SECURITIES AND EXCHANGE COMMISSION

Washington, D.C. 20549

 

FORM 8-K

 

CURRENT REPORT

Pursuant to Section 13 OR 15(d) of the Securities Exchange Act of 1934

 

Date of Report (Date of earliest event reported)  July 28, 2021

 

Retractable Technologies, Inc.

(Exact name of registrant as specified in its charter)

 

Texas  001-16465  75-2599762
(State or other jurisdiction  (Commission  (IRS Employer
of incorporation)  File Number)  Identification No.)

 

511 Lobo Lane, Little Elm, Texas  75068-5295
(Address of principal executive offices)  (Zip Code)

 

Registrant's telephone number, including area code  (972) 294-1010

 

None

(Former name or former address, if changed since last report)

 

Check the appropriate box below if the Form 8-K filing is intended to simultaneously satisfy the filing obligation of the registrant under any of the following provisions (see General Instruction A.2. below):

 

¨  Written communications pursuant to Rule 425 under the Securities Act (17 CFR 230.425)

 

¨  Soliciting material pursuant to Rule 14a-12 under the Exchange Act (17 CFR 240.14a-12)

 

¨  Pre-commencement communications pursuant to Rule 14d-2(b) under the Exchange Act (17 CFR 240.14d-2(b))

 

¨  Pre-commencement communications pursuant to Rule 13e-4(c) under the Exchange Act (17 CFR 240.13e-4(c))

 

Securities registered pursuant to Section 12(b) of the Act:

 

Title of each class Trading Symbol(s) Name of each exchange on which registered
Common Stock RVP NYSE American

 

Indicate by check mark whether the registrant is an emerging growth company as defined in Rule 405 of the Securities Act of 1933 (§230.405 of this chapter) or Rule 12b-2 of the Securities Exchange Act of 1934 (§240.12b-2 of this chapter).

(Dataset rows)
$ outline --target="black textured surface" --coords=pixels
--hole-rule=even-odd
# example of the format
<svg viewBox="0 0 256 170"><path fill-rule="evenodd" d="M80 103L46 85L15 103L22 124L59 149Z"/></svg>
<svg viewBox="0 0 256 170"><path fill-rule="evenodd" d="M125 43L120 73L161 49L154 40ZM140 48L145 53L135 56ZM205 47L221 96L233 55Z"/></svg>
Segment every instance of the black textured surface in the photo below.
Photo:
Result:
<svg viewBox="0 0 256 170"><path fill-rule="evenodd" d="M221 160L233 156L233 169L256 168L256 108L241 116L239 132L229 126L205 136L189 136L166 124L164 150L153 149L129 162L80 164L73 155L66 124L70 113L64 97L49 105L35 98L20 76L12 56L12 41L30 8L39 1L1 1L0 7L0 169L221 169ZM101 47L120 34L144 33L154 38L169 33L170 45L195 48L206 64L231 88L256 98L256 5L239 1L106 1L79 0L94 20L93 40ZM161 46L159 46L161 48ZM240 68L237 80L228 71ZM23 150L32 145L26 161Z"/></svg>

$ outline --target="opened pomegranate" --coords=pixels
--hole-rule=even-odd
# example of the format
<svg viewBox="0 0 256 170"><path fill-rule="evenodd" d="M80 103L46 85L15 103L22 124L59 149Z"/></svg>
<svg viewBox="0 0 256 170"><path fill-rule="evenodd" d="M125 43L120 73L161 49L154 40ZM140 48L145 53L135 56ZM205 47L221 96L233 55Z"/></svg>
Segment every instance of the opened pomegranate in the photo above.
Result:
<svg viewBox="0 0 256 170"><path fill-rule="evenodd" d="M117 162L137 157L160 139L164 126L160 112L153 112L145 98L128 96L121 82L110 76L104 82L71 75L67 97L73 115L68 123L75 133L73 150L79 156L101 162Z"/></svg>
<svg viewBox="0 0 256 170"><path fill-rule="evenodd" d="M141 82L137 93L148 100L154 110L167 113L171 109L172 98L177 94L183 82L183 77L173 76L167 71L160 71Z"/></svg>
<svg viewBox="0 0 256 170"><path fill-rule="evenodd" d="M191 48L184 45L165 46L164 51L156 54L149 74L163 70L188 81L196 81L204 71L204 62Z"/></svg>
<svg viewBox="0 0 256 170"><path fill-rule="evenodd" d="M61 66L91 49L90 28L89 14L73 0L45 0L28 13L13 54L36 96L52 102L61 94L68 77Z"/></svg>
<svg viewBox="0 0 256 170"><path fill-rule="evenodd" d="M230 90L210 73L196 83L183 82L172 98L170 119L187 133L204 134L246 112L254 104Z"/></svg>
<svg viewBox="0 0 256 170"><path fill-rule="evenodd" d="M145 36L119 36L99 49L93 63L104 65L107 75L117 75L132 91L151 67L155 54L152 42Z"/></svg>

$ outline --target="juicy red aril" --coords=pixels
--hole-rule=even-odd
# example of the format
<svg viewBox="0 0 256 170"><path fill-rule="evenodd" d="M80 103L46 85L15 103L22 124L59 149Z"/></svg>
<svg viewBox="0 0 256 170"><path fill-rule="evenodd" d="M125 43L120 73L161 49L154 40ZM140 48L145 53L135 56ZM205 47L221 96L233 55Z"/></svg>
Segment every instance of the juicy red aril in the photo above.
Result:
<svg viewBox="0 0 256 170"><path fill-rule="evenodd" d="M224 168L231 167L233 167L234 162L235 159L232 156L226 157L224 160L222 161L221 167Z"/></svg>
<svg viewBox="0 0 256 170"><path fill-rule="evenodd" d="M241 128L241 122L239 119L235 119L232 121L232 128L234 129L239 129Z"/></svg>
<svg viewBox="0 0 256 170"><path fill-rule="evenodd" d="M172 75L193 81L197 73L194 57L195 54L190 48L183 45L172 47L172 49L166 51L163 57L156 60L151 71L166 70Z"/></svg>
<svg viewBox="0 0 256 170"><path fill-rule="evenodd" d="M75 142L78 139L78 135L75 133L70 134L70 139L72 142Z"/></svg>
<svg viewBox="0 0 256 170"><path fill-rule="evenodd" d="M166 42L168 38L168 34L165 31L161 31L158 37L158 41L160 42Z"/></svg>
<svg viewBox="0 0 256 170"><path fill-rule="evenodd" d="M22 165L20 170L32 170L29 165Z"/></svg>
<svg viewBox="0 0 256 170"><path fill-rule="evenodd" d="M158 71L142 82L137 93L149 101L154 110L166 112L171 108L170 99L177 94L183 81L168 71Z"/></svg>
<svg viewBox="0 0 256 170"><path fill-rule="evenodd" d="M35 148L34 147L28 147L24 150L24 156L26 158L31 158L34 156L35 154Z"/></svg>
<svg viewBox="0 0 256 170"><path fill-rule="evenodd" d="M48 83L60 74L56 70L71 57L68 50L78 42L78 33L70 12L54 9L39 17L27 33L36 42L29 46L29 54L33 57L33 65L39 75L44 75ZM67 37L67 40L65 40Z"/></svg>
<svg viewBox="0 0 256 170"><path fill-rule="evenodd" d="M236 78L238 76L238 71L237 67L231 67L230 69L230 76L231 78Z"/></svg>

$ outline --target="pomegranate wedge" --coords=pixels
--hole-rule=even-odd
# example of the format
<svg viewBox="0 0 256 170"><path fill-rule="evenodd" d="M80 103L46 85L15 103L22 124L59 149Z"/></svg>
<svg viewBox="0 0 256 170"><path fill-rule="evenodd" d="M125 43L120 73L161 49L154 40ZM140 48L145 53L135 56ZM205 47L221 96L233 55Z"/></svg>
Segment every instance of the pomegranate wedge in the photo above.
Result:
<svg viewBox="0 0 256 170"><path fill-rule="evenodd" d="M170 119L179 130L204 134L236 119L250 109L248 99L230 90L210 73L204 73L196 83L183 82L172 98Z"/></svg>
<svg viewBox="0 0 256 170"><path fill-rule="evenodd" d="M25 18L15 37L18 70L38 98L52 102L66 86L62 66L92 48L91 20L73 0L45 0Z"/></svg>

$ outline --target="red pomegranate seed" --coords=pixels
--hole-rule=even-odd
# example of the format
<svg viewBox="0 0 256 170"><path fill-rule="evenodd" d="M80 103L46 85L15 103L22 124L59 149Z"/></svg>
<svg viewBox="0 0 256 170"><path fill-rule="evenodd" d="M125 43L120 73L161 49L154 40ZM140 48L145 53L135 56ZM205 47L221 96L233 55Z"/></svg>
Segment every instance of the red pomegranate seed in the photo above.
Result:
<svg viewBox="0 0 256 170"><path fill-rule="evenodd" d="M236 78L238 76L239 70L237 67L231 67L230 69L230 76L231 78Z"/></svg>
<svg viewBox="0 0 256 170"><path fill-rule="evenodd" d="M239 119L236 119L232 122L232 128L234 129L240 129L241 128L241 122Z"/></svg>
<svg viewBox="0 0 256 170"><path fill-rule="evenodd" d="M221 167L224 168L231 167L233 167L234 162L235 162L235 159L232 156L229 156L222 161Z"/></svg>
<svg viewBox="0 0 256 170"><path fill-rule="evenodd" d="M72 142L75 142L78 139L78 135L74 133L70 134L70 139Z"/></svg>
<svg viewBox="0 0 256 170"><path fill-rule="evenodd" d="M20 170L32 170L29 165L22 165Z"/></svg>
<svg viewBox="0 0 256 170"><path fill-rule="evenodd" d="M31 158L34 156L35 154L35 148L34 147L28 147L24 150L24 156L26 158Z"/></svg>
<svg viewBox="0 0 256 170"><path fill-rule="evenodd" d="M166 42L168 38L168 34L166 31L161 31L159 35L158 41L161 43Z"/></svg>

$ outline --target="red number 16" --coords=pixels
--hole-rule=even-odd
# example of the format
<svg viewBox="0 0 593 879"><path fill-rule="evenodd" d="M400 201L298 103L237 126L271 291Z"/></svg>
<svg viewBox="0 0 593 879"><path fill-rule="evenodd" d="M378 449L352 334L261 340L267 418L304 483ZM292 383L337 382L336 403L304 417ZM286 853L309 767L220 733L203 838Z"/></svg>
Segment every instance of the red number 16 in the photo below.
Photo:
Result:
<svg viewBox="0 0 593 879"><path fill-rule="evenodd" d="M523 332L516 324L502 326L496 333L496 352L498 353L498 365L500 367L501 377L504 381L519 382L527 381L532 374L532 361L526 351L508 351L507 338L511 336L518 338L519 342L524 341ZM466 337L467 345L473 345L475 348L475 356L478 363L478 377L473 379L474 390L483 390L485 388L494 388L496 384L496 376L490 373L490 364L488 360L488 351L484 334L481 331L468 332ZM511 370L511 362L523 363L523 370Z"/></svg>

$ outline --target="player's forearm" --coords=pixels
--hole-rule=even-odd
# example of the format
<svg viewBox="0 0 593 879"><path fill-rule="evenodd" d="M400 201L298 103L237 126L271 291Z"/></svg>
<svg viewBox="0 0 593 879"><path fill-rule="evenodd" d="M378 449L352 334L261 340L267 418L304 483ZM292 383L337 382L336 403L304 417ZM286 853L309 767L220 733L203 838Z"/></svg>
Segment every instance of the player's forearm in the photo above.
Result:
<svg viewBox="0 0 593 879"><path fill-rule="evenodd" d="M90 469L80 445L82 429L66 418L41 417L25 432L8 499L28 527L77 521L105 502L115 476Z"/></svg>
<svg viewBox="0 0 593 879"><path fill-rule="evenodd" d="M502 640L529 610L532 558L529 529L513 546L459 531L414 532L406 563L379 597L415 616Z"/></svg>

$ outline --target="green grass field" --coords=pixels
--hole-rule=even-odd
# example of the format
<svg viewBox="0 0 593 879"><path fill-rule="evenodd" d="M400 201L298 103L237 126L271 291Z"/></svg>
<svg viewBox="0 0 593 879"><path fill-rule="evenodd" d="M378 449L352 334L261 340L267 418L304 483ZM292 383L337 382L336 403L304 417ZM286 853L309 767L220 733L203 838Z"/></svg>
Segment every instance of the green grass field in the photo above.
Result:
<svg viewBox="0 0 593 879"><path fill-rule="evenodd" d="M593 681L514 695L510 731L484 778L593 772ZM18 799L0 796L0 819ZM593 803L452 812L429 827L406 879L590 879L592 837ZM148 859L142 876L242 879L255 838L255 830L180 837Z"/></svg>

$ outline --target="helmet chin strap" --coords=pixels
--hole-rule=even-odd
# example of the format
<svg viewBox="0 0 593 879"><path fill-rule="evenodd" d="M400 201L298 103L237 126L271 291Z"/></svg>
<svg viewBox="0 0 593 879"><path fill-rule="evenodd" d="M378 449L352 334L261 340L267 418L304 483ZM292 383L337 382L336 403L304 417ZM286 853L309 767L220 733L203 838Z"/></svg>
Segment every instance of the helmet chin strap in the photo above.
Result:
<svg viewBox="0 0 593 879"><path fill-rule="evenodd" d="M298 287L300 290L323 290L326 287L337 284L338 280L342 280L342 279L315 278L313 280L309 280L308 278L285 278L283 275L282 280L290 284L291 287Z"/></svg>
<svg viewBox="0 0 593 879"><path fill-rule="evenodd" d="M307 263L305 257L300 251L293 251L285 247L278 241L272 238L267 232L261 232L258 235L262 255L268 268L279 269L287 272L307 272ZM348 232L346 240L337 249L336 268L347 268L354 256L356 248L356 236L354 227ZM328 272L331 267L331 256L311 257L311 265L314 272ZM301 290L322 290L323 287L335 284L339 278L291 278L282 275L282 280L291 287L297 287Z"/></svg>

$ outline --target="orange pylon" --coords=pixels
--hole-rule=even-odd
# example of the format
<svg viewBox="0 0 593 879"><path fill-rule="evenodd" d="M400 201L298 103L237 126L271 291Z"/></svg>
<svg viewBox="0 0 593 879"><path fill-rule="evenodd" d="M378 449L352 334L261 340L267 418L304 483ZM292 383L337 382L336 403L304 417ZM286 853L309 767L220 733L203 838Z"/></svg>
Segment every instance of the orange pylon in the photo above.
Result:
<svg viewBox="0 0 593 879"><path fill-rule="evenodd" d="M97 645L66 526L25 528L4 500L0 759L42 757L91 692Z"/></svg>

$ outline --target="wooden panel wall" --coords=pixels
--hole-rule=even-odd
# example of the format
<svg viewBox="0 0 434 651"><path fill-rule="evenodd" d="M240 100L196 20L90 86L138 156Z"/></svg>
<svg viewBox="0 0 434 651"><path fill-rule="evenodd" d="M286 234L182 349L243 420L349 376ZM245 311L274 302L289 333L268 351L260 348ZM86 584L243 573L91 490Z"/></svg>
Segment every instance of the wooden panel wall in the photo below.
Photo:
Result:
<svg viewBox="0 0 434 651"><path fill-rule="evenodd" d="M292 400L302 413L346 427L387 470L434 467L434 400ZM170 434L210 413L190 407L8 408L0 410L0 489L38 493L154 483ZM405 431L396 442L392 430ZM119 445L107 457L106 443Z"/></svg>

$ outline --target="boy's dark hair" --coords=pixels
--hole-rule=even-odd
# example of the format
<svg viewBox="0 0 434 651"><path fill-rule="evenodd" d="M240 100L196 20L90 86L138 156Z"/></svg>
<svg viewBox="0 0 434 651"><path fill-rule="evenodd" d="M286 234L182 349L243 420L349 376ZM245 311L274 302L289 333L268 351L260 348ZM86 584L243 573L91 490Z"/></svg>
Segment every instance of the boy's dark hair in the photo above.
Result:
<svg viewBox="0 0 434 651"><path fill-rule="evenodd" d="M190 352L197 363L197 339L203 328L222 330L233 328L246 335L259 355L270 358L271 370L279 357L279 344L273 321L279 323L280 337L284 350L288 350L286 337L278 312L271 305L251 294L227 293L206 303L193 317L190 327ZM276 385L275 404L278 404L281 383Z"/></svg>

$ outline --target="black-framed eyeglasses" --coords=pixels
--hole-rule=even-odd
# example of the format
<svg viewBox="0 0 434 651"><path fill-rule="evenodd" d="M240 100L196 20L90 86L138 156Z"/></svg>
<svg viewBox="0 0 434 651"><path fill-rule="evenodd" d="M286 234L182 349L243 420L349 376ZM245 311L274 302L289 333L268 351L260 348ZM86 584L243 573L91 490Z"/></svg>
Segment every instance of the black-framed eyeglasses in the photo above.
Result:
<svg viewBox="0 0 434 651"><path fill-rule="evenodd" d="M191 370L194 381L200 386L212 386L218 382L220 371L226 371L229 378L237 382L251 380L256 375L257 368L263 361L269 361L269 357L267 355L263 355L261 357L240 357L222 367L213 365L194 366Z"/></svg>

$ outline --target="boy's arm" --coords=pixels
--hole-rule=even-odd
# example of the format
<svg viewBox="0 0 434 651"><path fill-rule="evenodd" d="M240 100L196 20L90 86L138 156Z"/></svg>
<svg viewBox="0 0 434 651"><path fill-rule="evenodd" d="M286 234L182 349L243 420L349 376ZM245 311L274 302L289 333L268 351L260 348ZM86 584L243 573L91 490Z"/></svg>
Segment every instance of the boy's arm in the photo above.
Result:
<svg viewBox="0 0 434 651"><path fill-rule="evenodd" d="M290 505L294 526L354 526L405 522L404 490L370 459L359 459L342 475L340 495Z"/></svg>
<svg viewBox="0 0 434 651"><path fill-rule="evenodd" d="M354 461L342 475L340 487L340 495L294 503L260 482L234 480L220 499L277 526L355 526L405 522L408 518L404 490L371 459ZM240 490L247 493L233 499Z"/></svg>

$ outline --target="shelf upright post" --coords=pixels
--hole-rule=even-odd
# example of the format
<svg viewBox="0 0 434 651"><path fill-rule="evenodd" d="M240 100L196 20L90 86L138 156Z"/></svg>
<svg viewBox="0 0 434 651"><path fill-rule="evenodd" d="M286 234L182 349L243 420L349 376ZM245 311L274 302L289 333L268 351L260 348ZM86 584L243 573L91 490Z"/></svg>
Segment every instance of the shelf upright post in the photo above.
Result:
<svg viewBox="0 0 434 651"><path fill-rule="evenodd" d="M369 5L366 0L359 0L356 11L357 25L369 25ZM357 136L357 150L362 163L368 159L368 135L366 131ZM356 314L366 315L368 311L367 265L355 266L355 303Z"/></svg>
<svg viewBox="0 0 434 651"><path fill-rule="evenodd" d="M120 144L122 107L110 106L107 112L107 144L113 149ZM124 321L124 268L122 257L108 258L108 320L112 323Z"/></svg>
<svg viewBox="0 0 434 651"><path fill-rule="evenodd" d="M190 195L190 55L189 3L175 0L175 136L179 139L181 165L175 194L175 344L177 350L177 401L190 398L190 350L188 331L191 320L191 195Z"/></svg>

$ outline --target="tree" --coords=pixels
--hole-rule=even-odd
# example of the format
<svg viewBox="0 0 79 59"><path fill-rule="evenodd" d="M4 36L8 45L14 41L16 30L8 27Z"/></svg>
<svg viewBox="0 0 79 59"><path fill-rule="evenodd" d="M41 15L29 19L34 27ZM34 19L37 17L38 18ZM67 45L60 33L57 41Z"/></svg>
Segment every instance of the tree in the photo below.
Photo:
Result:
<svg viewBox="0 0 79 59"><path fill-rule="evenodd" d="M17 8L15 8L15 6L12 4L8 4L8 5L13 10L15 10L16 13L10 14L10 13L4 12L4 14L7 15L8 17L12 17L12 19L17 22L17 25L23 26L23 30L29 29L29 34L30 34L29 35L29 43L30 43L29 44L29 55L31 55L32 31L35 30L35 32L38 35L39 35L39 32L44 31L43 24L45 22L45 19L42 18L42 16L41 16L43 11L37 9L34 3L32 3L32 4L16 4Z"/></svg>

What to work on
1. Please rewrite everything in the Form 8-K cover page from "(Former name or" down to "(17 CFR 240.14a-12)", putting "company" in place of "registrant".
2. Answer these about the Form 8-K cover page:
(a) What is the date of the report?
(b) In which state is the registrant incorporated?
(c) Under what trading symbol is the common stock registered?

Solved tasks
1.
(Former name or former address, if changed since last report)

 

Check the appropriate box below if the Form 8-K filing is intended to simultaneously satisfy the filing obligation of the company under any of the following provisions (see General Instruction A.2. below):

 

¨  Written communications pursuant to Rule 425 under the Securities Act (17 CFR 230.425)

 

¨  Soliciting material pursuant to Rule 14a-12 under the Exchange Act (17 CFR 240.14a-12)

2.
(a) July 28, 2021
(b) Texas
(c) RVP